** Problem to solve **
Convert the data below into a JSON list of strings, one string per line and no entries for blank lines. Omit the pictures from your answer.

** Dataset entries **
·····
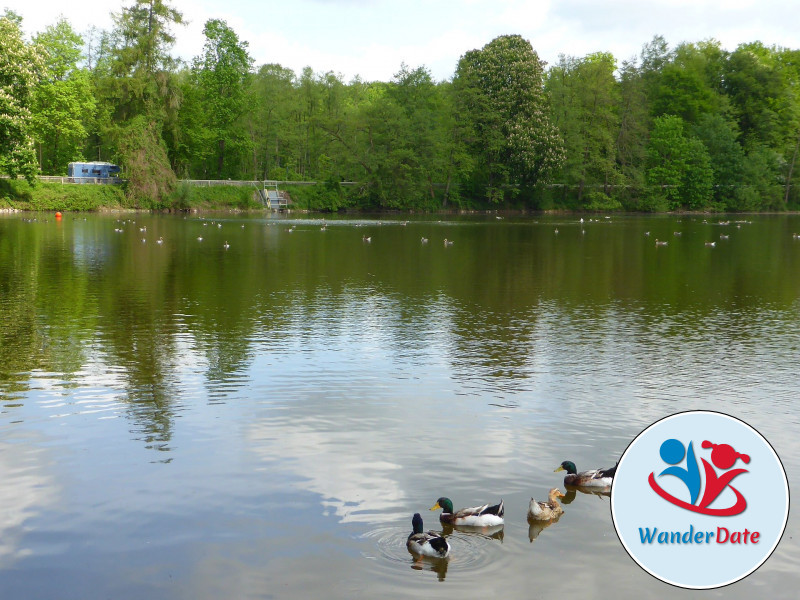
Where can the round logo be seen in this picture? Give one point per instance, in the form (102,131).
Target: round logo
(700,499)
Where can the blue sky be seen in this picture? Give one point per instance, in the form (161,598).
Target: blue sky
(371,38)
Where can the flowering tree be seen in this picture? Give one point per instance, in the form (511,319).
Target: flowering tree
(500,91)
(21,66)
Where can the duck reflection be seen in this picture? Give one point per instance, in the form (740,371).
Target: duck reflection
(536,527)
(489,532)
(437,565)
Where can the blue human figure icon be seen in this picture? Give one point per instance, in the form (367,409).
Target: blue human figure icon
(672,452)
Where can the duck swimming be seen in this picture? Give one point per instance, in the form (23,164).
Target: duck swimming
(593,478)
(476,516)
(430,544)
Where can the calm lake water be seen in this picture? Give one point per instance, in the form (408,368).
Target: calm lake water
(186,421)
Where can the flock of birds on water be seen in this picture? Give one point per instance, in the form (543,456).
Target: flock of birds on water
(447,242)
(430,544)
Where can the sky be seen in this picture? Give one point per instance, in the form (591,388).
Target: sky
(372,38)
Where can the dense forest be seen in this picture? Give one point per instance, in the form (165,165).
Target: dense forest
(694,127)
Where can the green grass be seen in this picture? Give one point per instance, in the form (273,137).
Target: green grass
(19,194)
·····
** Exercise answer **
[
  "Where can the round logo be seen in this picture? Give one point per instance, in the form (102,131).",
  "Target: round logo",
  "(700,499)",
  "Where can the blue sky be seen in this picture? Give one point per instance, in the form (161,598).",
  "Target: blue sky",
  "(371,38)",
  "Where can the flowering tree be seen in this picture? Give one point per instance, in the form (511,319).",
  "Target: flowering tree",
  "(500,91)",
  "(21,66)",
  "Where can the duck reflection be seen in this picture? Give one point per instance, in the form (740,371).",
  "Target: duck reflection",
  "(536,527)",
  "(489,532)",
  "(437,565)",
  "Where can the blue human figure icon be seen in this picture? Give one point per instance, in the form (367,409).",
  "Target: blue human figure icon",
  "(672,452)",
  "Where can the duck swimming be seen in this picture? Give one point per instance, in the form (23,164).",
  "Target: duck swimming",
  "(593,478)",
  "(476,516)",
  "(430,544)",
  "Where can the calm lake water be seen in this picture? Give one point per instance, in the form (408,368).",
  "Target: calm lake water",
  "(186,421)",
  "Where can the flock of birds on water be seen in this picture? Give one point per instance, in the form (543,456).",
  "Target: flock of birds on water",
  "(447,242)",
  "(430,544)",
  "Where can the sky be seen in this picture? Give one point per instance, in the form (591,388).",
  "Target: sky",
  "(372,38)",
  "Where can the dense forest be seen in this picture? Give one point per instance, in the form (165,165).",
  "Target: dense forest",
  "(694,127)",
  "Where can the green grass be seen in this picture? Give one point per instance, in the form (273,137).",
  "Target: green grass",
  "(19,194)"
]